*WHAT THE TASK REQUIRES*: Gather every line of the items below that contains the string "surface", treating uppercase and lowercase letters as different.

(Location annotation dataset excerpts)

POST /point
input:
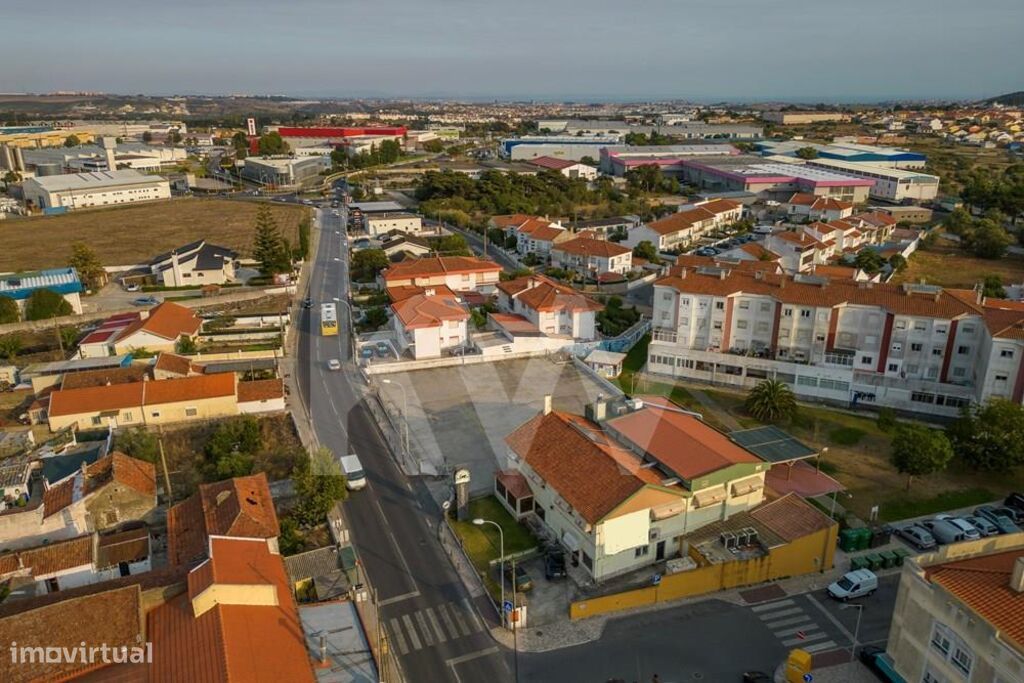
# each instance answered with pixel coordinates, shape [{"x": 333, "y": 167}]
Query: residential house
[
  {"x": 552, "y": 308},
  {"x": 197, "y": 263},
  {"x": 459, "y": 273},
  {"x": 591, "y": 257},
  {"x": 623, "y": 486}
]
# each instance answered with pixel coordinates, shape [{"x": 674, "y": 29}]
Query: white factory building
[{"x": 79, "y": 190}]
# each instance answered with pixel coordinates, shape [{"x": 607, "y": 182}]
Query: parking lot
[{"x": 461, "y": 415}]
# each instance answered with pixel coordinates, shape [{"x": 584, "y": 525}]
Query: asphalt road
[{"x": 431, "y": 623}]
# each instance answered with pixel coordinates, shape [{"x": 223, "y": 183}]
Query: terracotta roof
[
  {"x": 791, "y": 517},
  {"x": 168, "y": 321},
  {"x": 983, "y": 585},
  {"x": 588, "y": 247},
  {"x": 680, "y": 441},
  {"x": 422, "y": 310},
  {"x": 260, "y": 390},
  {"x": 437, "y": 265},
  {"x": 231, "y": 642},
  {"x": 240, "y": 507},
  {"x": 573, "y": 457}
]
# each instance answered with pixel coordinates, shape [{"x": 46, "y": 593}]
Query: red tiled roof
[
  {"x": 679, "y": 440},
  {"x": 983, "y": 585}
]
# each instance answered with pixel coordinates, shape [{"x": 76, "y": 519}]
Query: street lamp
[
  {"x": 404, "y": 410},
  {"x": 856, "y": 631},
  {"x": 479, "y": 521}
]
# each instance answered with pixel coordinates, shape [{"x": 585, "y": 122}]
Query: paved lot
[{"x": 462, "y": 415}]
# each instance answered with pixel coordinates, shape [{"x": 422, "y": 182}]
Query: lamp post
[
  {"x": 856, "y": 631},
  {"x": 479, "y": 521},
  {"x": 404, "y": 412}
]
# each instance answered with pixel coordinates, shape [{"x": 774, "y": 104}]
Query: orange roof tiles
[
  {"x": 983, "y": 585},
  {"x": 679, "y": 440}
]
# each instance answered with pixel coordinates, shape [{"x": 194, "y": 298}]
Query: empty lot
[{"x": 125, "y": 236}]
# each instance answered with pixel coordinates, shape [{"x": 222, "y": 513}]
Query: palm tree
[{"x": 771, "y": 400}]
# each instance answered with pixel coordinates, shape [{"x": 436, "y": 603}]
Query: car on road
[
  {"x": 856, "y": 584},
  {"x": 522, "y": 581},
  {"x": 916, "y": 536},
  {"x": 1001, "y": 521}
]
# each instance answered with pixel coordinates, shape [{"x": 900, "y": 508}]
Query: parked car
[
  {"x": 1001, "y": 521},
  {"x": 856, "y": 584},
  {"x": 984, "y": 526},
  {"x": 970, "y": 531},
  {"x": 522, "y": 581},
  {"x": 916, "y": 536},
  {"x": 944, "y": 531}
]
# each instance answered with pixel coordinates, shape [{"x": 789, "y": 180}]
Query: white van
[
  {"x": 355, "y": 478},
  {"x": 854, "y": 584}
]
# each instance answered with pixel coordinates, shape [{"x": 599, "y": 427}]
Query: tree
[
  {"x": 272, "y": 143},
  {"x": 367, "y": 263},
  {"x": 990, "y": 436},
  {"x": 920, "y": 451},
  {"x": 771, "y": 400},
  {"x": 10, "y": 346},
  {"x": 318, "y": 484},
  {"x": 84, "y": 259},
  {"x": 9, "y": 311},
  {"x": 992, "y": 287},
  {"x": 138, "y": 442},
  {"x": 269, "y": 248},
  {"x": 44, "y": 304}
]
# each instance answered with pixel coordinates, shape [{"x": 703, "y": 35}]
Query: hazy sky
[{"x": 696, "y": 49}]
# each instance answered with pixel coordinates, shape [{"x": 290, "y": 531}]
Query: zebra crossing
[
  {"x": 432, "y": 626},
  {"x": 791, "y": 624}
]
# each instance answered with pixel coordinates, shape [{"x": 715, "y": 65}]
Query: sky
[{"x": 702, "y": 50}]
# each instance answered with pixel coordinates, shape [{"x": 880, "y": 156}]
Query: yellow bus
[{"x": 329, "y": 319}]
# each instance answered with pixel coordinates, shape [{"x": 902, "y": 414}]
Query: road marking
[
  {"x": 448, "y": 621},
  {"x": 781, "y": 613},
  {"x": 771, "y": 605},
  {"x": 817, "y": 647},
  {"x": 413, "y": 636},
  {"x": 813, "y": 636},
  {"x": 441, "y": 637},
  {"x": 782, "y": 622},
  {"x": 424, "y": 629},
  {"x": 399, "y": 639},
  {"x": 398, "y": 598}
]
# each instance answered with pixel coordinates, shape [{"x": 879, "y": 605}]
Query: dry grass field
[{"x": 124, "y": 236}]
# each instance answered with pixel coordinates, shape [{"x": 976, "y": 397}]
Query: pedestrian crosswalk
[
  {"x": 432, "y": 626},
  {"x": 793, "y": 626}
]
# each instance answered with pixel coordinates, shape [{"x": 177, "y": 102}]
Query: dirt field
[
  {"x": 949, "y": 266},
  {"x": 125, "y": 236}
]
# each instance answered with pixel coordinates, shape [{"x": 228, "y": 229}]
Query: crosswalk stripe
[
  {"x": 806, "y": 628},
  {"x": 448, "y": 621},
  {"x": 437, "y": 627},
  {"x": 770, "y": 605},
  {"x": 460, "y": 620},
  {"x": 817, "y": 647},
  {"x": 399, "y": 640},
  {"x": 779, "y": 614},
  {"x": 790, "y": 621},
  {"x": 428, "y": 638},
  {"x": 413, "y": 637},
  {"x": 812, "y": 636}
]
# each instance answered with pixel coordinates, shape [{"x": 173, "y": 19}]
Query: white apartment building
[
  {"x": 912, "y": 347},
  {"x": 79, "y": 190}
]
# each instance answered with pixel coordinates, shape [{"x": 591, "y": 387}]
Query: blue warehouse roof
[{"x": 22, "y": 285}]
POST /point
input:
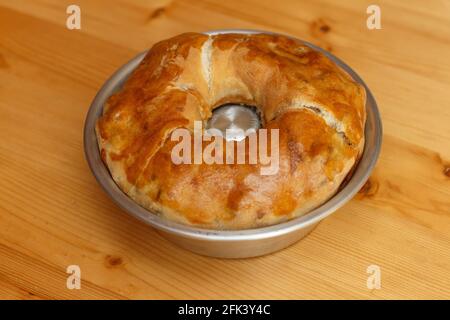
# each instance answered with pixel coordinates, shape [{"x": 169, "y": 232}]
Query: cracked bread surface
[{"x": 317, "y": 107}]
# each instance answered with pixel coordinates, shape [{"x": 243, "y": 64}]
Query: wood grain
[{"x": 53, "y": 213}]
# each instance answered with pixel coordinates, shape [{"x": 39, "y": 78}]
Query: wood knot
[
  {"x": 157, "y": 13},
  {"x": 369, "y": 189},
  {"x": 320, "y": 26},
  {"x": 112, "y": 261},
  {"x": 325, "y": 28}
]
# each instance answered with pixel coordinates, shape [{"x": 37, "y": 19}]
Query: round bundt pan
[{"x": 236, "y": 243}]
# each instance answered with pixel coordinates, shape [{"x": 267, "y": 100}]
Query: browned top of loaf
[{"x": 317, "y": 107}]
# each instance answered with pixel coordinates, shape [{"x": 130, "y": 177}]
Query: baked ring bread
[{"x": 317, "y": 107}]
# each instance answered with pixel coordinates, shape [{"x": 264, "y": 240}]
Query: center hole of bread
[{"x": 234, "y": 121}]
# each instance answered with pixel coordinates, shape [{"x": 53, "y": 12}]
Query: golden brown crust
[{"x": 318, "y": 109}]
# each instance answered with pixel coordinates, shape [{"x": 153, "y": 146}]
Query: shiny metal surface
[
  {"x": 239, "y": 243},
  {"x": 234, "y": 121}
]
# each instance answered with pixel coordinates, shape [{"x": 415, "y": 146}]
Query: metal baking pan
[{"x": 232, "y": 243}]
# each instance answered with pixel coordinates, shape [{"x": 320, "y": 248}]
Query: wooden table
[{"x": 53, "y": 213}]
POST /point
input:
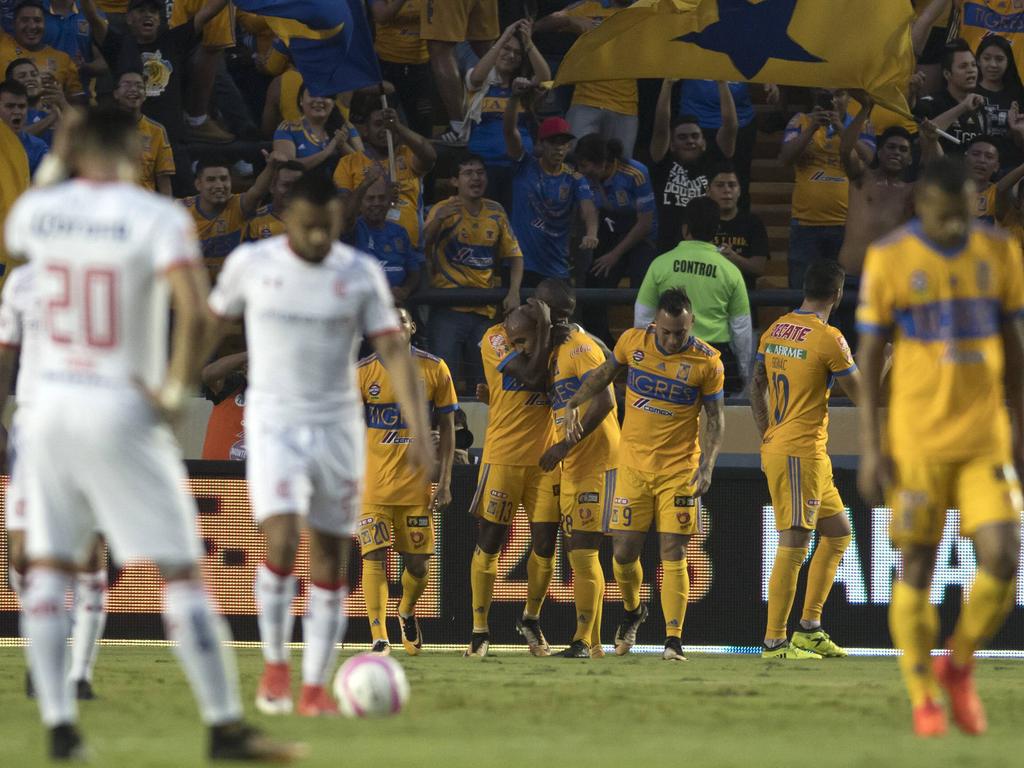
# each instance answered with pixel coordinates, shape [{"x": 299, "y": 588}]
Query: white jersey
[
  {"x": 303, "y": 325},
  {"x": 100, "y": 252},
  {"x": 19, "y": 324}
]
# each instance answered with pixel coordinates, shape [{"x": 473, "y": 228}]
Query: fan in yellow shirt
[
  {"x": 799, "y": 359},
  {"x": 660, "y": 475},
  {"x": 398, "y": 501},
  {"x": 948, "y": 293}
]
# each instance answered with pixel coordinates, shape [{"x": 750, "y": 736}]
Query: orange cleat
[
  {"x": 314, "y": 701},
  {"x": 274, "y": 694},
  {"x": 969, "y": 714},
  {"x": 929, "y": 720}
]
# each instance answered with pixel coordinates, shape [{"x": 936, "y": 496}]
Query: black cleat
[
  {"x": 66, "y": 743},
  {"x": 478, "y": 645},
  {"x": 243, "y": 742},
  {"x": 626, "y": 633},
  {"x": 673, "y": 649},
  {"x": 579, "y": 649}
]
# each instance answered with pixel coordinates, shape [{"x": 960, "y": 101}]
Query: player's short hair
[
  {"x": 210, "y": 161},
  {"x": 701, "y": 217},
  {"x": 949, "y": 52},
  {"x": 823, "y": 280},
  {"x": 674, "y": 302},
  {"x": 9, "y": 72},
  {"x": 13, "y": 87},
  {"x": 313, "y": 188}
]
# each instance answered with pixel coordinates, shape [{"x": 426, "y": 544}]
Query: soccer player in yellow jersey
[
  {"x": 801, "y": 356},
  {"x": 660, "y": 472},
  {"x": 949, "y": 294},
  {"x": 398, "y": 501}
]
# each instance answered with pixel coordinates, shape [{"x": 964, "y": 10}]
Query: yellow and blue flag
[
  {"x": 825, "y": 43},
  {"x": 328, "y": 40}
]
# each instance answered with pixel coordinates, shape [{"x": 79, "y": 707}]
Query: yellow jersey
[
  {"x": 469, "y": 247},
  {"x": 157, "y": 157},
  {"x": 664, "y": 395},
  {"x": 46, "y": 58},
  {"x": 218, "y": 235},
  {"x": 387, "y": 434},
  {"x": 409, "y": 213},
  {"x": 263, "y": 224},
  {"x": 519, "y": 427},
  {"x": 398, "y": 40},
  {"x": 802, "y": 355},
  {"x": 614, "y": 95},
  {"x": 944, "y": 309},
  {"x": 571, "y": 363}
]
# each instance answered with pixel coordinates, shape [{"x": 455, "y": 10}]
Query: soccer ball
[{"x": 369, "y": 685}]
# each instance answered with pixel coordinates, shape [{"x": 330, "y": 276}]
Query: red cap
[{"x": 554, "y": 127}]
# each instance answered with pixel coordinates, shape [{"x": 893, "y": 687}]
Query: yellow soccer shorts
[
  {"x": 218, "y": 32},
  {"x": 502, "y": 487},
  {"x": 456, "y": 20},
  {"x": 411, "y": 525},
  {"x": 986, "y": 492},
  {"x": 665, "y": 499},
  {"x": 586, "y": 503},
  {"x": 802, "y": 491}
]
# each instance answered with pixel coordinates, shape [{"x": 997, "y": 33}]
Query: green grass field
[{"x": 511, "y": 710}]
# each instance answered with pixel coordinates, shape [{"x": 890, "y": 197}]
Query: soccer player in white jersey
[
  {"x": 18, "y": 327},
  {"x": 306, "y": 300},
  {"x": 110, "y": 258}
]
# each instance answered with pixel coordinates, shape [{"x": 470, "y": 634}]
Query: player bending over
[
  {"x": 949, "y": 294},
  {"x": 398, "y": 499},
  {"x": 306, "y": 299},
  {"x": 98, "y": 454},
  {"x": 800, "y": 357},
  {"x": 660, "y": 476}
]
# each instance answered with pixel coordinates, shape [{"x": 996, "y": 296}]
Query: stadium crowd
[{"x": 471, "y": 173}]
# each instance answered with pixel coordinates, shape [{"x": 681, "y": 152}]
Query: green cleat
[
  {"x": 787, "y": 650},
  {"x": 817, "y": 641}
]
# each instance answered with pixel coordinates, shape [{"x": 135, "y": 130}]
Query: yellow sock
[
  {"x": 629, "y": 577},
  {"x": 675, "y": 593},
  {"x": 587, "y": 586},
  {"x": 913, "y": 624},
  {"x": 482, "y": 572},
  {"x": 981, "y": 617},
  {"x": 412, "y": 588},
  {"x": 375, "y": 590},
  {"x": 821, "y": 574},
  {"x": 539, "y": 570},
  {"x": 781, "y": 588}
]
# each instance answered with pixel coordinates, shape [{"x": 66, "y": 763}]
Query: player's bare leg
[
  {"x": 375, "y": 589},
  {"x": 275, "y": 587},
  {"x": 675, "y": 592},
  {"x": 89, "y": 619},
  {"x": 834, "y": 539},
  {"x": 540, "y": 567},
  {"x": 325, "y": 622},
  {"x": 991, "y": 599},
  {"x": 781, "y": 590},
  {"x": 913, "y": 624},
  {"x": 482, "y": 571},
  {"x": 414, "y": 582},
  {"x": 626, "y": 549},
  {"x": 588, "y": 592}
]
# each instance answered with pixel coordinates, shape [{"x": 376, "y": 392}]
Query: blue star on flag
[{"x": 750, "y": 35}]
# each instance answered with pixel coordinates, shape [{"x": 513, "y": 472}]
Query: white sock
[
  {"x": 273, "y": 602},
  {"x": 190, "y": 621},
  {"x": 323, "y": 628},
  {"x": 46, "y": 625},
  {"x": 90, "y": 617}
]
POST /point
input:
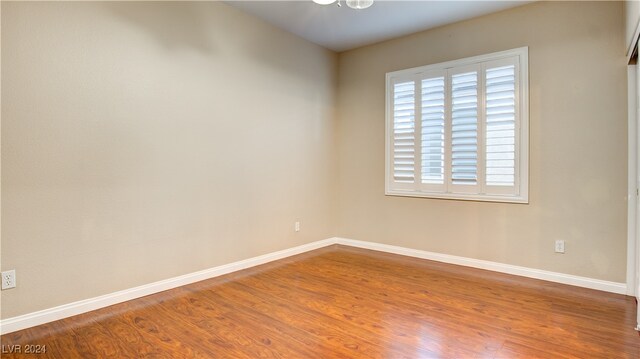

*FULL RESPONSE*:
Query: cracked bread surface
Query: shiny metal surface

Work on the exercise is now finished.